▶ **Your instructions**
Update everything from the line containing "task: segment each instance of the white" down to the line containing "13L58 6L100 5L128" by replacing "marble" with "granite". Give those lines again with nothing else changed.

Items from a data source
————

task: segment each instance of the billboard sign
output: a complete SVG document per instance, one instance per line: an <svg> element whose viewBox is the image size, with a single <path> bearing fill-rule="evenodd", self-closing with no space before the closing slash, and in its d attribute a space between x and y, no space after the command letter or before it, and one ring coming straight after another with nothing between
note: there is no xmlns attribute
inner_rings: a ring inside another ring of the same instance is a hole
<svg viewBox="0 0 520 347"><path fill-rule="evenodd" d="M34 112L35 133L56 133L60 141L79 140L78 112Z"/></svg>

————

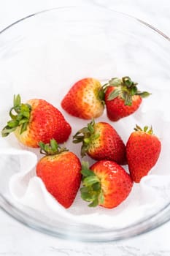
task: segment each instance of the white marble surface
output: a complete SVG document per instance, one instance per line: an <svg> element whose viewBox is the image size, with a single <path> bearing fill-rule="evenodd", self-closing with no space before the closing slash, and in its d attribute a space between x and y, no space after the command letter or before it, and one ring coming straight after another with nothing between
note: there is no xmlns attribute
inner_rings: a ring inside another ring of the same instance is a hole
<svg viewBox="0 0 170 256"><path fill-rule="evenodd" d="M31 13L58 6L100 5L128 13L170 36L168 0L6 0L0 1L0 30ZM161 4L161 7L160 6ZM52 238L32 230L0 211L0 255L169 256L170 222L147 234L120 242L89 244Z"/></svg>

————

▶ **Expected output**
task: segment each instance of the white granite surface
output: a complete SVG document per instance, one instance per line: an <svg> element whose viewBox is the image size, with a single <path> bearing fill-rule="evenodd", self-closing with no space before the closing slash, and in its d attribute a space between x and y, no space after the command letter or before it, and one ring coming straight after another with nothing between
note: there is no xmlns attribute
inner_rings: a ring inside another ring of the same instance is a hole
<svg viewBox="0 0 170 256"><path fill-rule="evenodd" d="M31 13L58 6L100 5L128 13L170 36L168 0L6 0L0 1L0 30ZM161 4L161 7L160 6ZM52 238L32 230L0 211L0 255L169 256L170 222L147 234L120 242L89 244Z"/></svg>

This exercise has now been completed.